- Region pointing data
====

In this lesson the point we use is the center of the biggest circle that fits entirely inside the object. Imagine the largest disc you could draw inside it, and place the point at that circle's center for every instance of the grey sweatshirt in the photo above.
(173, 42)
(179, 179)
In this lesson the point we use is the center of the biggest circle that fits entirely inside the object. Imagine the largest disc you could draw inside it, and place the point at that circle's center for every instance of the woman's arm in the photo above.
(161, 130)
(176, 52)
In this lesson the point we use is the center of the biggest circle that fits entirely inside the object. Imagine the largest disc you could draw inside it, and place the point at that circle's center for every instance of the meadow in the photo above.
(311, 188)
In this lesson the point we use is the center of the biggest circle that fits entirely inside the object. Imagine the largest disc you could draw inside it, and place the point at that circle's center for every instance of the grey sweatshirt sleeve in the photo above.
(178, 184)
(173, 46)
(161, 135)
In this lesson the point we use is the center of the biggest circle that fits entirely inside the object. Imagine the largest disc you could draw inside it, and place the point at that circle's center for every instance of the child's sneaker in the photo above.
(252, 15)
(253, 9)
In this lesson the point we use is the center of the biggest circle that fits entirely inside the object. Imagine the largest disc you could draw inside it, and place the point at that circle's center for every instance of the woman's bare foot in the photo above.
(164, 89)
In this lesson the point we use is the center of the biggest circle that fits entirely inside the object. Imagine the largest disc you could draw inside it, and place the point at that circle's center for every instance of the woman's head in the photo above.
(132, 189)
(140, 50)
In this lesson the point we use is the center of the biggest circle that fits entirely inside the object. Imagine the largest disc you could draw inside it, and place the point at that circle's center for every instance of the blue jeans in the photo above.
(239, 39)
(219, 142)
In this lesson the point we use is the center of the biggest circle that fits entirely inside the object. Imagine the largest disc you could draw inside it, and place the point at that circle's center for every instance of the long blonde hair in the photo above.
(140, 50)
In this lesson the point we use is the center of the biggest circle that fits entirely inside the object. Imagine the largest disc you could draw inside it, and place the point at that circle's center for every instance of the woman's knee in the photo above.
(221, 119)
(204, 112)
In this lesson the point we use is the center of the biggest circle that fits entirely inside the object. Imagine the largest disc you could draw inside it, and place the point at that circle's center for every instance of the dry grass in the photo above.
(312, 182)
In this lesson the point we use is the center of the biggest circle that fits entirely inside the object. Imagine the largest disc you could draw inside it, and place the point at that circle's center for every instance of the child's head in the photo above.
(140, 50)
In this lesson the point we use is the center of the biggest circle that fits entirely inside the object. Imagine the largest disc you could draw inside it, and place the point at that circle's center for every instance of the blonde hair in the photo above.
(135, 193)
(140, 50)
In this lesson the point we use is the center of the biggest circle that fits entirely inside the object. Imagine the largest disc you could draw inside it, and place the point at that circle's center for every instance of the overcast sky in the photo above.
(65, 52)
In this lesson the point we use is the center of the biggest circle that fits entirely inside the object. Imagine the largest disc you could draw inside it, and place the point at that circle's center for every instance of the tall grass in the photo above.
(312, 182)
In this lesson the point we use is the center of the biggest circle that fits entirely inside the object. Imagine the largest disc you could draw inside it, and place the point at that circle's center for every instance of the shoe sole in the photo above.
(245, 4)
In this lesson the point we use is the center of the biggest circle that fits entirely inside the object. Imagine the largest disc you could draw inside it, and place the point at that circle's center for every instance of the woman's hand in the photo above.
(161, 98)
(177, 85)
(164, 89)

====

- WHAT YOU SHOULD DO
Would you repeat all of the data above, word for word?

- EXERCISE SOLUTION
In this lesson the point we use is the center of the biggest circle that fits entirely inside the object. Imagine the largest disc you could draw inside it, and place the point at that circle's center for every instance of the grey sweatshirt in the photo above.
(173, 42)
(179, 179)
In this lesson the point we use is the center of the biggest circle that fits entirely inside the object. Imagine the largest disc you could draw inside it, and place the point at that circle's center for every instance of the woman's arm in the photo above.
(161, 130)
(176, 52)
In this lesson the point we use is the center of the biggest circle that fits entirely inside the object. Imagine the largest disc you could draw inside it, and place the point at that circle's center for every instance of the meadow in the photo above.
(311, 188)
In this lesson the point we use is the center of the biggest circle that fits entirely inside the object. Imagine the largest disc you could draw inside it, and place the point at that circle's center for every instance of the grey sweatshirt sleeve in the photo above.
(178, 184)
(173, 46)
(161, 135)
In this lesson the point we use is the center of the biggest circle that fits entirely inside the object. Imagine the largest disc you could draw inside it, and place the point at that circle's center for every instance of the child's sneaker in the photo above.
(252, 15)
(253, 9)
In this lesson the point we use is the center of the biggest circle that fits entirely inside the object. Imagine the largest disc you could draw inside it, and place the point at that circle's center for every instance of the woman's bare foot in the photo above.
(164, 89)
In this lesson the point we use is the center of the biggest circle that fits entirely inside the object. Imagine the largest disc you could draw inside it, and place the point at that circle's center for every instance of the woman's head in the photo above.
(132, 189)
(140, 50)
In this lesson the point we use is the center of the biggest circle that fits entirely inside the object. Imagine the largest disc you could draw inside it, and place the point at that circle's center for every instance of the blue jeans in the photo above.
(239, 39)
(219, 142)
In this lesson the point we use is the center of the biggest circle that fits entirely inside the object. Imagine the largest disc you could draw inside it, and place the point at that circle's center for every instance of the long blonde hair in the photo above.
(140, 50)
In this lesson the point we use is the center of the biggest circle that fits entirely inside the object. Imagine the largest disc you could draw inside it, and place the point at that circle's center for every instance of the woman's knee in the photo above.
(221, 119)
(204, 112)
In this lesson the point we use is the center of the biggest circle that fits entirely inside the object. Imagine the largest disc you could draw inside it, and place the point at that circle's center for every instance of the dry grass in the photo above.
(312, 182)
In this lesson the point we use is the center of the biggest circle that fits entirely inside the object. Imagine the largest disc you could draw inside it, and place the point at that circle's center for every instance of the child's head in the photo above.
(140, 50)
In this lesson the point we use is the center of the biggest circle that fits entirely inside the object. Imagine the largest disc you could draw inside it, and place the point at that circle's center for every instance of the blonde hair in the photo above.
(135, 193)
(140, 50)
In this lesson the point we use is the center of the biggest circle that fits entirely inside the object. Imagine the largest disc you could draw inside it, and place the point at that circle's center for every instance of the overcast sky in the photo above.
(65, 52)
In this lesson the point we use is the center of the biggest circle that fits entirely inside the object. Imagine the largest disc you could draw inside it, and place the point at that circle's center for every instance of the tall grass in the photo above.
(312, 182)
In this lesson the point we use is the center of the biggest circle that fits entirely inside the object. Imagine the largest disc you could draw inside it, and place the point at that circle's center for every instance of the shoe sole in the photo above.
(245, 4)
In this lesson the point we use is the center of the biggest circle that fits entirely inside the object. Imagine the largest disc you could draw inside it, and place the point at that circle's center for every instance of the woman's hand in the photo above.
(161, 98)
(177, 85)
(164, 89)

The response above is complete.